Data shown
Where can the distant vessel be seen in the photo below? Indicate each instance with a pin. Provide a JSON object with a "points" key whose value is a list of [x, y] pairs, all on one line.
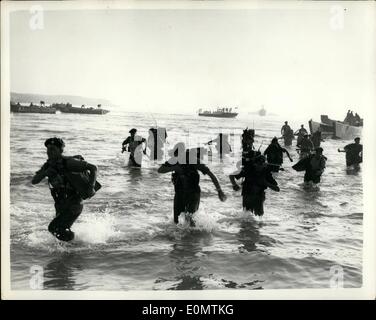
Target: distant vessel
{"points": [[31, 108], [219, 113], [262, 112], [336, 129], [68, 108]]}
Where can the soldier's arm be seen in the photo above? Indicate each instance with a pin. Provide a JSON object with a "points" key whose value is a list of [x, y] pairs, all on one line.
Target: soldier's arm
{"points": [[74, 165], [40, 174], [205, 170], [167, 167]]}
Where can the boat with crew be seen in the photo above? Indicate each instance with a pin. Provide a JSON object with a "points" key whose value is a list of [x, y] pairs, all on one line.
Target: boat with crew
{"points": [[337, 129], [69, 108], [31, 108], [219, 113]]}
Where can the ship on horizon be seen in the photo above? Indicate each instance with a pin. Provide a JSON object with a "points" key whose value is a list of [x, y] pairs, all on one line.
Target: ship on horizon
{"points": [[219, 113]]}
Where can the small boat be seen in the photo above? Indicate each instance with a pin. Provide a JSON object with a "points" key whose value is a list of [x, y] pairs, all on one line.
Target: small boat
{"points": [[219, 113], [345, 131], [68, 108], [337, 129], [327, 131], [32, 108]]}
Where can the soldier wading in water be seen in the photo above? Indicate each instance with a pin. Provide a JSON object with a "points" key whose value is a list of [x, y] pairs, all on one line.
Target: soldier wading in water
{"points": [[71, 179]]}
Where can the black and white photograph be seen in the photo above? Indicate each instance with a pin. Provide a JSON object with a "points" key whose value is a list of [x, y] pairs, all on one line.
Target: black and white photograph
{"points": [[193, 147]]}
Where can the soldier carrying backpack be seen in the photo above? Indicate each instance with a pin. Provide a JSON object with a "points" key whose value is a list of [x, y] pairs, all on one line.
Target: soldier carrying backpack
{"points": [[71, 180]]}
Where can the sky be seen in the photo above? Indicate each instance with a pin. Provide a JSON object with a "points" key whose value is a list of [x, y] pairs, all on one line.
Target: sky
{"points": [[292, 60]]}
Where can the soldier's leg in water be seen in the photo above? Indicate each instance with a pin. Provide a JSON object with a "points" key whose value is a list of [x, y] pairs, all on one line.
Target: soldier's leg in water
{"points": [[179, 206], [193, 205]]}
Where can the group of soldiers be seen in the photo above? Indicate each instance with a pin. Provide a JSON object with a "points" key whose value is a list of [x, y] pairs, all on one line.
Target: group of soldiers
{"points": [[353, 120], [256, 169]]}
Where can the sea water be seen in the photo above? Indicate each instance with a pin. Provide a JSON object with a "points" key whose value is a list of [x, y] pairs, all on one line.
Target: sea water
{"points": [[126, 238]]}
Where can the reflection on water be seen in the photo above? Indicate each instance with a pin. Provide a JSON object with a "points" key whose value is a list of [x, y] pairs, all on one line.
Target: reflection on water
{"points": [[248, 235], [60, 271]]}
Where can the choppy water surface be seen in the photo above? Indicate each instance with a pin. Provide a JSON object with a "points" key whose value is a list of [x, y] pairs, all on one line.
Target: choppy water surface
{"points": [[126, 239]]}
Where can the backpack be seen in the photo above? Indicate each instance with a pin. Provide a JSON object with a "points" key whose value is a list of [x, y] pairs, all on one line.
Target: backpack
{"points": [[80, 180]]}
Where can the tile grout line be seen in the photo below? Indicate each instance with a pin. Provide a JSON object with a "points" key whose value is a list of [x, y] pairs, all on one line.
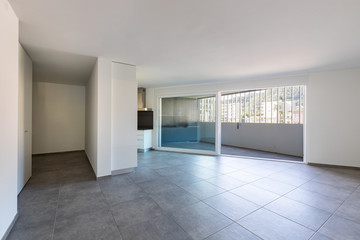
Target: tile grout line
{"points": [[109, 208], [56, 212]]}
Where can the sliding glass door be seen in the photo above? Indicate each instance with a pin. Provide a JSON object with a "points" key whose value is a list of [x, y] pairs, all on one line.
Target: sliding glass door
{"points": [[188, 123]]}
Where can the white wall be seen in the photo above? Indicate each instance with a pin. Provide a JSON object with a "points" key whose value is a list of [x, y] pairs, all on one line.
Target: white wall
{"points": [[124, 117], [91, 118], [333, 118], [58, 117], [9, 66], [111, 112], [25, 118], [104, 118], [279, 138]]}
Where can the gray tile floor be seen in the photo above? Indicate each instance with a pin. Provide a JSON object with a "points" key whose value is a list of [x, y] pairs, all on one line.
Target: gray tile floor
{"points": [[183, 196]]}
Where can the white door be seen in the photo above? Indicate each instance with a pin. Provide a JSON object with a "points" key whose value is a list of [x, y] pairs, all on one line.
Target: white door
{"points": [[25, 119]]}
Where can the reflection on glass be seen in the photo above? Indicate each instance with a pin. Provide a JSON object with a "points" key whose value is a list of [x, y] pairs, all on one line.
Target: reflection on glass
{"points": [[188, 122]]}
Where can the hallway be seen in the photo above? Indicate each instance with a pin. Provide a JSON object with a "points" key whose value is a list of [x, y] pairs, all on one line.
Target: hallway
{"points": [[183, 196]]}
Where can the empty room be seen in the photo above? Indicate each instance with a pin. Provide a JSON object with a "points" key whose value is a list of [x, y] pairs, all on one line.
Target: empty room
{"points": [[216, 120]]}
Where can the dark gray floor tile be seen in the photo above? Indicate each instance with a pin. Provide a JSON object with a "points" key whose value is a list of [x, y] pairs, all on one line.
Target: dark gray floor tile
{"points": [[80, 204], [135, 211], [41, 214], [273, 185], [49, 179], [173, 199], [39, 232], [303, 214], [233, 232], [91, 225], [162, 228], [314, 199], [38, 195], [203, 189], [268, 225], [232, 206], [225, 182], [117, 194], [157, 185], [144, 175], [350, 209], [255, 194], [341, 229], [115, 182], [79, 189], [200, 220]]}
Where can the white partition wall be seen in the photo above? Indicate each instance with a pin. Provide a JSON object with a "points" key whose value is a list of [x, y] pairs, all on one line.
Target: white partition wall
{"points": [[111, 118], [25, 118], [9, 62], [123, 117]]}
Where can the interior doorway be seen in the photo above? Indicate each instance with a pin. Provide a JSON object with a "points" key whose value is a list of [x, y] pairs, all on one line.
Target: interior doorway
{"points": [[264, 123]]}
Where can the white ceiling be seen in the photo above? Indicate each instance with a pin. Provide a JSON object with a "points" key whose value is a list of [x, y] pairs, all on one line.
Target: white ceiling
{"points": [[191, 41]]}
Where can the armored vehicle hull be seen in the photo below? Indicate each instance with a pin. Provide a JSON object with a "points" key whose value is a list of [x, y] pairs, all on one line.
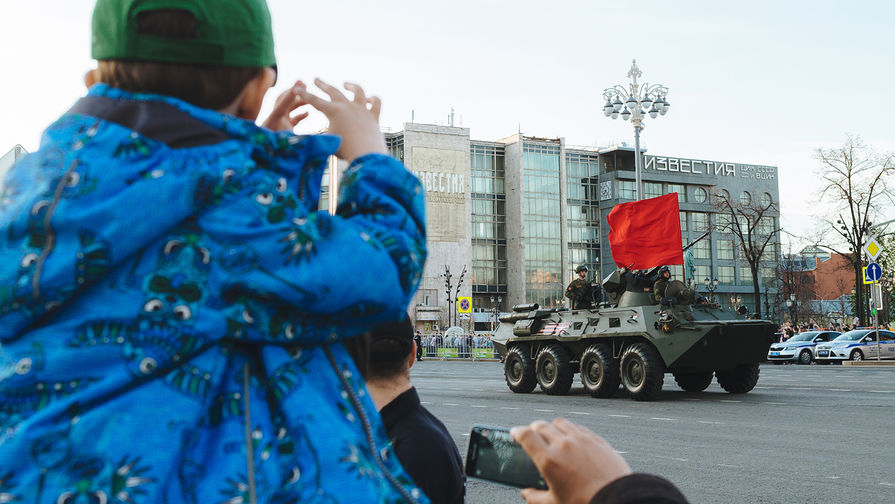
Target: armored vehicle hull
{"points": [[632, 344]]}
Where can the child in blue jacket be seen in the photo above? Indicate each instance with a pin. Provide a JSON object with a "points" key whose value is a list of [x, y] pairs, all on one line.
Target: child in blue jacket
{"points": [[171, 300]]}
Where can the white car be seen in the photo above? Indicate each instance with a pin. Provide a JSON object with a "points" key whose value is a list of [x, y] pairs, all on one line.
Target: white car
{"points": [[799, 348], [857, 345]]}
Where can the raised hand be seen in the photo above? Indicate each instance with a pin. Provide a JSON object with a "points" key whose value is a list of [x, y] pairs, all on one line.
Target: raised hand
{"points": [[281, 118], [355, 120], [575, 462]]}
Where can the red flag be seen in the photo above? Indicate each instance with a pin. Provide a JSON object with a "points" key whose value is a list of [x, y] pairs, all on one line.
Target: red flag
{"points": [[646, 233]]}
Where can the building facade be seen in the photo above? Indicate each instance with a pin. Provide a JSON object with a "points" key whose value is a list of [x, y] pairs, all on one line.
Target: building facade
{"points": [[513, 218]]}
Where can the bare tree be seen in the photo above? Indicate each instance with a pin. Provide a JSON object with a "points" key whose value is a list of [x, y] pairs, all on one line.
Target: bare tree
{"points": [[855, 188], [754, 225], [796, 282]]}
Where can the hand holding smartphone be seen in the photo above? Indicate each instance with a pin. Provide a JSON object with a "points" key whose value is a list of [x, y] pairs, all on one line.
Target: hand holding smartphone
{"points": [[494, 455]]}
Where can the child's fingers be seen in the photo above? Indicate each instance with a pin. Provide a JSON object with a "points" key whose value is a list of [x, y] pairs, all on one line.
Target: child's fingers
{"points": [[294, 120], [313, 100], [359, 95], [375, 106], [332, 91]]}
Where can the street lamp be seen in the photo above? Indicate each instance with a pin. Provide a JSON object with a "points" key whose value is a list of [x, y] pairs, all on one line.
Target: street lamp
{"points": [[495, 306], [790, 304], [711, 285], [639, 100]]}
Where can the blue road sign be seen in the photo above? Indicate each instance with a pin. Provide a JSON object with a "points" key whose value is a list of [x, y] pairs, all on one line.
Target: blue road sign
{"points": [[874, 272]]}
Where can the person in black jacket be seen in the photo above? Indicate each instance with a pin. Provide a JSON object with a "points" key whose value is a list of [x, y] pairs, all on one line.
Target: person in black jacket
{"points": [[422, 443], [581, 467]]}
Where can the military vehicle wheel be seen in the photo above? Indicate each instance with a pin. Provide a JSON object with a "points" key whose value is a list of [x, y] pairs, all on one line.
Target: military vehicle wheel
{"points": [[519, 370], [599, 371], [740, 379], [642, 372], [805, 357], [554, 370], [693, 382]]}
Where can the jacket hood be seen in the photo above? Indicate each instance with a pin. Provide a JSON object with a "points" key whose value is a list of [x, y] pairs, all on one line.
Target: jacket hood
{"points": [[181, 159]]}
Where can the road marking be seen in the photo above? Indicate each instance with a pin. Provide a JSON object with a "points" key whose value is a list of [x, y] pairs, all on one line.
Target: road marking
{"points": [[670, 458]]}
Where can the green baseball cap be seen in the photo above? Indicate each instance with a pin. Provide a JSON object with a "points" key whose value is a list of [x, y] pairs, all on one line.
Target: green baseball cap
{"points": [[233, 33]]}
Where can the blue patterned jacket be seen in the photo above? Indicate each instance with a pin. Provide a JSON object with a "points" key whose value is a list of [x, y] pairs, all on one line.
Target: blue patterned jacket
{"points": [[171, 305]]}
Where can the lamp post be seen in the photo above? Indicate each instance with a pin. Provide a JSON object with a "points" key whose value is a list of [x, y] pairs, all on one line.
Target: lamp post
{"points": [[711, 285], [791, 304], [495, 305], [634, 103]]}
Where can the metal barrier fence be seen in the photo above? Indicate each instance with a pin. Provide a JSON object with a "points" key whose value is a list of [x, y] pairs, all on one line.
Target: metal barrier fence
{"points": [[458, 347]]}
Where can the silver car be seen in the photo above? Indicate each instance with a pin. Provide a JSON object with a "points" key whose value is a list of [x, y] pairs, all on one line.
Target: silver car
{"points": [[857, 345], [799, 348]]}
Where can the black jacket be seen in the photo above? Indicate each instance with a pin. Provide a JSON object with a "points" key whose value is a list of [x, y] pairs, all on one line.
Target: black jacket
{"points": [[639, 488], [425, 449]]}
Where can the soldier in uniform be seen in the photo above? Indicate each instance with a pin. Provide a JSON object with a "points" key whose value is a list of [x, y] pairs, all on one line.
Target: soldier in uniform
{"points": [[661, 284], [579, 291]]}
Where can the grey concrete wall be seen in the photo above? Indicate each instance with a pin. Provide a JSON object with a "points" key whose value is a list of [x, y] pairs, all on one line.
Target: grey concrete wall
{"points": [[515, 222], [439, 155]]}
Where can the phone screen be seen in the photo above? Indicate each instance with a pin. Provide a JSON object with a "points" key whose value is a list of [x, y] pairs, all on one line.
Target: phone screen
{"points": [[494, 455]]}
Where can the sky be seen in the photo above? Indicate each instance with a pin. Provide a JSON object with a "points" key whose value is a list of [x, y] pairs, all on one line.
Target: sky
{"points": [[759, 82]]}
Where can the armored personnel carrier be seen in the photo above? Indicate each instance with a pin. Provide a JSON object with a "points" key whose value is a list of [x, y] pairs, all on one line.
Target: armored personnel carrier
{"points": [[632, 340]]}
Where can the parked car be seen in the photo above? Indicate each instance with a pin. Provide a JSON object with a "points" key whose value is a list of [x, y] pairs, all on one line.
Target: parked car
{"points": [[800, 348], [857, 345]]}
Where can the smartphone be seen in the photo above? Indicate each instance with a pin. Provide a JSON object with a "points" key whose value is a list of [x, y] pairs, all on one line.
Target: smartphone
{"points": [[494, 455]]}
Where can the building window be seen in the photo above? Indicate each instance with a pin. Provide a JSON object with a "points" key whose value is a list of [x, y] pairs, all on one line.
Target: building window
{"points": [[627, 190], [702, 272], [726, 250], [699, 195], [582, 210], [488, 217], [725, 275], [652, 189], [745, 275], [679, 189], [700, 221]]}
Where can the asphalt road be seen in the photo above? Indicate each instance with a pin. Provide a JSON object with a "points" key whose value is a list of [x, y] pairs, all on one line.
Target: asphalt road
{"points": [[805, 434]]}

Task directions
Which lines in the data above hold the word "below"? Return each of them.

Your solution
Where can the distant vessel be seen in the photo below? Indicate each instance with a pin. Provide a JSON object with a "points" key whose value is a list of [x, y] pairs, all on one line.
Where can the tile grout line be seen in the photo below? Indicate each instance with a pin. Provide a JSON object with a "points" key whose value is a list of [x, y] pairs, all on one line.
Where can the armored vehicle hull be seen in the photo below? Indicate each instance with a pin. Provide a JSON object with a "points" key whose value is a list of [x, y] pairs, all on one line.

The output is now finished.